• WHAT THE TASK REQUIRES:
Reproduce every item below verbatim, omitting the pictures.

• INPUT DATA:

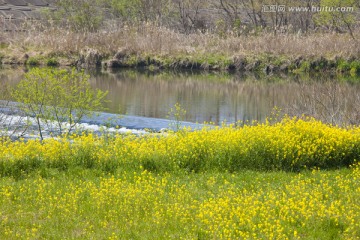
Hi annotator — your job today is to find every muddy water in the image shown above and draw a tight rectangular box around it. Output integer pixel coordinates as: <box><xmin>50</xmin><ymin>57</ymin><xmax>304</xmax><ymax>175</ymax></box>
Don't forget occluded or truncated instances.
<box><xmin>0</xmin><ymin>66</ymin><xmax>360</xmax><ymax>124</ymax></box>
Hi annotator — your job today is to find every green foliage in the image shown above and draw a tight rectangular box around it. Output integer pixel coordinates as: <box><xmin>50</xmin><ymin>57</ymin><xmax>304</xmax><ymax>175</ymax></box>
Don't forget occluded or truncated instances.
<box><xmin>46</xmin><ymin>58</ymin><xmax>59</xmax><ymax>67</ymax></box>
<box><xmin>350</xmin><ymin>61</ymin><xmax>360</xmax><ymax>76</ymax></box>
<box><xmin>12</xmin><ymin>68</ymin><xmax>107</xmax><ymax>139</ymax></box>
<box><xmin>26</xmin><ymin>57</ymin><xmax>40</xmax><ymax>66</ymax></box>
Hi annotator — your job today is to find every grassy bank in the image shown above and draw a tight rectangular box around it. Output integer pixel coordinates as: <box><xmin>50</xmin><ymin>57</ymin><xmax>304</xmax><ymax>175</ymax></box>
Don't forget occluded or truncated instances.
<box><xmin>0</xmin><ymin>24</ymin><xmax>360</xmax><ymax>75</ymax></box>
<box><xmin>0</xmin><ymin>166</ymin><xmax>360</xmax><ymax>239</ymax></box>
<box><xmin>0</xmin><ymin>118</ymin><xmax>360</xmax><ymax>239</ymax></box>
<box><xmin>0</xmin><ymin>118</ymin><xmax>360</xmax><ymax>178</ymax></box>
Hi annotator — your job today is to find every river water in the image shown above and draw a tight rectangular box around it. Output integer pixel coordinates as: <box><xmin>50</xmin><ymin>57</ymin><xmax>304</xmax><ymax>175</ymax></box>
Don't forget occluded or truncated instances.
<box><xmin>0</xmin><ymin>66</ymin><xmax>360</xmax><ymax>128</ymax></box>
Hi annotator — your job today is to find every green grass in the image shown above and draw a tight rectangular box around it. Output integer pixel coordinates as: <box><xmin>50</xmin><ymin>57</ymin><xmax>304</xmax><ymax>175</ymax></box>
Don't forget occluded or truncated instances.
<box><xmin>0</xmin><ymin>168</ymin><xmax>360</xmax><ymax>239</ymax></box>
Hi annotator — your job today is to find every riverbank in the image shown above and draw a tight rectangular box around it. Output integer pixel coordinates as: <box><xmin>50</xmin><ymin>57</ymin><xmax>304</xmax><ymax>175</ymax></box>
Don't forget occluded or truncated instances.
<box><xmin>0</xmin><ymin>116</ymin><xmax>360</xmax><ymax>239</ymax></box>
<box><xmin>0</xmin><ymin>25</ymin><xmax>360</xmax><ymax>76</ymax></box>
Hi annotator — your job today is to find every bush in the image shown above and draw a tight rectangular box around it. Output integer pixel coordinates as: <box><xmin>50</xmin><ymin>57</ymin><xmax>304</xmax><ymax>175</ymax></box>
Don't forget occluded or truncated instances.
<box><xmin>12</xmin><ymin>68</ymin><xmax>107</xmax><ymax>139</ymax></box>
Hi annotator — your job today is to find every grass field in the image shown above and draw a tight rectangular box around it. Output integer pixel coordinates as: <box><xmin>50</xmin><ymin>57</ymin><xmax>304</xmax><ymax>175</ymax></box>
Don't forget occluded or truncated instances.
<box><xmin>0</xmin><ymin>118</ymin><xmax>360</xmax><ymax>239</ymax></box>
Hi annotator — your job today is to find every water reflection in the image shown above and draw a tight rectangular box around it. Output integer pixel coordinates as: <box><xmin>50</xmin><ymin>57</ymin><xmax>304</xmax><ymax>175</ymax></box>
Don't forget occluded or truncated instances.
<box><xmin>91</xmin><ymin>71</ymin><xmax>359</xmax><ymax>124</ymax></box>
<box><xmin>0</xmin><ymin>66</ymin><xmax>360</xmax><ymax>124</ymax></box>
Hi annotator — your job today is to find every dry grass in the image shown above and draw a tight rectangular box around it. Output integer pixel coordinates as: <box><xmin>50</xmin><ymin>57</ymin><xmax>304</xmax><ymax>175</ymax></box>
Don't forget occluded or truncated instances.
<box><xmin>0</xmin><ymin>24</ymin><xmax>360</xmax><ymax>58</ymax></box>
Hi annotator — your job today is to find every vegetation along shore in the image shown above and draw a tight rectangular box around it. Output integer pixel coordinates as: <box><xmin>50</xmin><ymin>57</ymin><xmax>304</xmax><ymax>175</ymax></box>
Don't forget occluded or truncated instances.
<box><xmin>0</xmin><ymin>0</ymin><xmax>360</xmax><ymax>75</ymax></box>
<box><xmin>0</xmin><ymin>0</ymin><xmax>360</xmax><ymax>240</ymax></box>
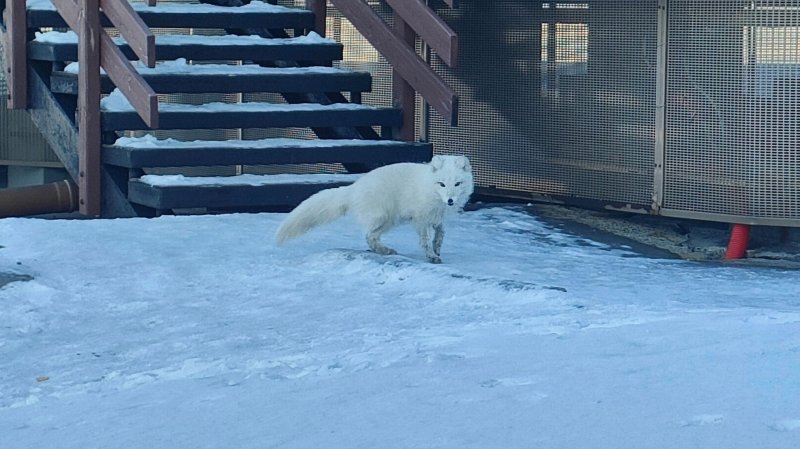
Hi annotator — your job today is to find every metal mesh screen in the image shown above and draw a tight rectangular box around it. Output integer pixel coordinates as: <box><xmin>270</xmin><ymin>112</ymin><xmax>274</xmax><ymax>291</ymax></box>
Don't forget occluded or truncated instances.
<box><xmin>664</xmin><ymin>0</ymin><xmax>800</xmax><ymax>220</ymax></box>
<box><xmin>429</xmin><ymin>0</ymin><xmax>658</xmax><ymax>206</ymax></box>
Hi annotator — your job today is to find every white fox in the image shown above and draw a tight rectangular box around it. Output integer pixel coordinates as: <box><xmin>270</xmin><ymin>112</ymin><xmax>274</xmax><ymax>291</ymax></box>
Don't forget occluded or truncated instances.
<box><xmin>275</xmin><ymin>156</ymin><xmax>473</xmax><ymax>263</ymax></box>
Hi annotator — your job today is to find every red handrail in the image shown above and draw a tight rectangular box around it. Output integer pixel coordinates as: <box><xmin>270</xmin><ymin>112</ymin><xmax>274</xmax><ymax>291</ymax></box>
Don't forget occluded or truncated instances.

• TASK OUTPUT:
Hi annotator — your job today is to find every muddy water in the image shown above and draw a tight rectangular box around it. Output integer pixel coordinates as: <box><xmin>50</xmin><ymin>57</ymin><xmax>304</xmax><ymax>175</ymax></box>
Don't forget occluded or truncated instances.
<box><xmin>0</xmin><ymin>66</ymin><xmax>360</xmax><ymax>124</ymax></box>
Hi annotator — your job today is to find every green foliage in the image shown above and draw a tight rectangular box around it. Output integer pixel coordinates as: <box><xmin>50</xmin><ymin>57</ymin><xmax>304</xmax><ymax>175</ymax></box>
Don't forget occluded or truncated instances.
<box><xmin>46</xmin><ymin>58</ymin><xmax>59</xmax><ymax>67</ymax></box>
<box><xmin>350</xmin><ymin>61</ymin><xmax>360</xmax><ymax>76</ymax></box>
<box><xmin>12</xmin><ymin>68</ymin><xmax>107</xmax><ymax>139</ymax></box>
<box><xmin>26</xmin><ymin>57</ymin><xmax>40</xmax><ymax>66</ymax></box>
Hi annotator — your job today is to find every grassy bank in the image shown above and draw a tight rectangular box around it. Output integer pixel coordinates as: <box><xmin>50</xmin><ymin>57</ymin><xmax>304</xmax><ymax>175</ymax></box>
Don't forget occluded or truncated instances.
<box><xmin>0</xmin><ymin>24</ymin><xmax>360</xmax><ymax>75</ymax></box>
<box><xmin>0</xmin><ymin>166</ymin><xmax>360</xmax><ymax>239</ymax></box>
<box><xmin>0</xmin><ymin>118</ymin><xmax>360</xmax><ymax>239</ymax></box>
<box><xmin>0</xmin><ymin>118</ymin><xmax>360</xmax><ymax>178</ymax></box>
Hi annotator — your job today is to find every river water in the image shown above and draw a tight rectangular box around it. Output integer pixel coordinates as: <box><xmin>50</xmin><ymin>57</ymin><xmax>304</xmax><ymax>175</ymax></box>
Don't forget occluded or truncated instances.
<box><xmin>0</xmin><ymin>66</ymin><xmax>360</xmax><ymax>128</ymax></box>
Hi annotator — your job today is to find every green grass in the image shown above and draw a tight rectangular box around it. Output integer pixel coordinates as: <box><xmin>50</xmin><ymin>57</ymin><xmax>304</xmax><ymax>175</ymax></box>
Don't forget occluded or truncated instances.
<box><xmin>0</xmin><ymin>168</ymin><xmax>360</xmax><ymax>239</ymax></box>
Hi annotator — your job today is to find every riverbank in the image shown above and draw a tight rectangular box around it. Output integer pixel coordinates as: <box><xmin>50</xmin><ymin>57</ymin><xmax>304</xmax><ymax>175</ymax></box>
Don't forget occluded or truncated instances.
<box><xmin>0</xmin><ymin>116</ymin><xmax>360</xmax><ymax>239</ymax></box>
<box><xmin>0</xmin><ymin>25</ymin><xmax>360</xmax><ymax>76</ymax></box>
Hi annotator — your job today is to find every bush in the image shown above and draw a tight rectangular box around it. Output integer pixel coordinates as: <box><xmin>50</xmin><ymin>57</ymin><xmax>304</xmax><ymax>175</ymax></box>
Don't forget occluded or truncated instances.
<box><xmin>12</xmin><ymin>68</ymin><xmax>107</xmax><ymax>139</ymax></box>
Hi annotator — your job today is to find every grass field in the image shown above and draw a tight rectangular box around it. Output integer pixel coordinates as: <box><xmin>50</xmin><ymin>57</ymin><xmax>304</xmax><ymax>175</ymax></box>
Don't forget occluded or truncated instances.
<box><xmin>0</xmin><ymin>118</ymin><xmax>360</xmax><ymax>239</ymax></box>
Hi annotator — your job today is to find every water reflection in the image shown above and draw a tight rectangular box around it. Output integer pixel coordinates as: <box><xmin>50</xmin><ymin>57</ymin><xmax>304</xmax><ymax>175</ymax></box>
Don't forget occluded or truncated instances.
<box><xmin>91</xmin><ymin>71</ymin><xmax>359</xmax><ymax>124</ymax></box>
<box><xmin>0</xmin><ymin>66</ymin><xmax>360</xmax><ymax>124</ymax></box>
Hi annotator — your job today is to find every dry grass in the image shown above and draw a tight rectangular box around it. Output integer pixel coordinates as: <box><xmin>50</xmin><ymin>57</ymin><xmax>304</xmax><ymax>175</ymax></box>
Don't forget occluded or truncated instances.
<box><xmin>0</xmin><ymin>24</ymin><xmax>360</xmax><ymax>58</ymax></box>
Hi annotator — your job today is to find every vegetation along shore in the image shown above and draw a tight rectangular box around it. Output integer pixel coordinates as: <box><xmin>50</xmin><ymin>57</ymin><xmax>304</xmax><ymax>175</ymax></box>
Don't forget occluded or truncated instances.
<box><xmin>0</xmin><ymin>0</ymin><xmax>360</xmax><ymax>75</ymax></box>
<box><xmin>0</xmin><ymin>0</ymin><xmax>360</xmax><ymax>240</ymax></box>
Hi annotator — your job today is to find every metal mesh screen in the image shown above and draw a tight rectangular box around it. Output integer pixel coordinates as: <box><xmin>270</xmin><ymin>112</ymin><xmax>274</xmax><ymax>291</ymax></box>
Don't forget occluded or truncated instances.
<box><xmin>664</xmin><ymin>0</ymin><xmax>800</xmax><ymax>220</ymax></box>
<box><xmin>429</xmin><ymin>0</ymin><xmax>658</xmax><ymax>206</ymax></box>
Hi annotator — your job today is to find every white fox in the image shown above and draw a tight rectangular box around it. Output integer pixel coordinates as: <box><xmin>270</xmin><ymin>112</ymin><xmax>274</xmax><ymax>291</ymax></box>
Don't forget occluded or truncated instances.
<box><xmin>275</xmin><ymin>156</ymin><xmax>473</xmax><ymax>263</ymax></box>
Hi annotator — your job today is to find every red handrail in the image shown above and draw a tight rectangular box around it. Output integer pixel coordinates as: <box><xmin>270</xmin><ymin>112</ymin><xmax>274</xmax><ymax>291</ymax></box>
Don't forget occluded or truncated instances.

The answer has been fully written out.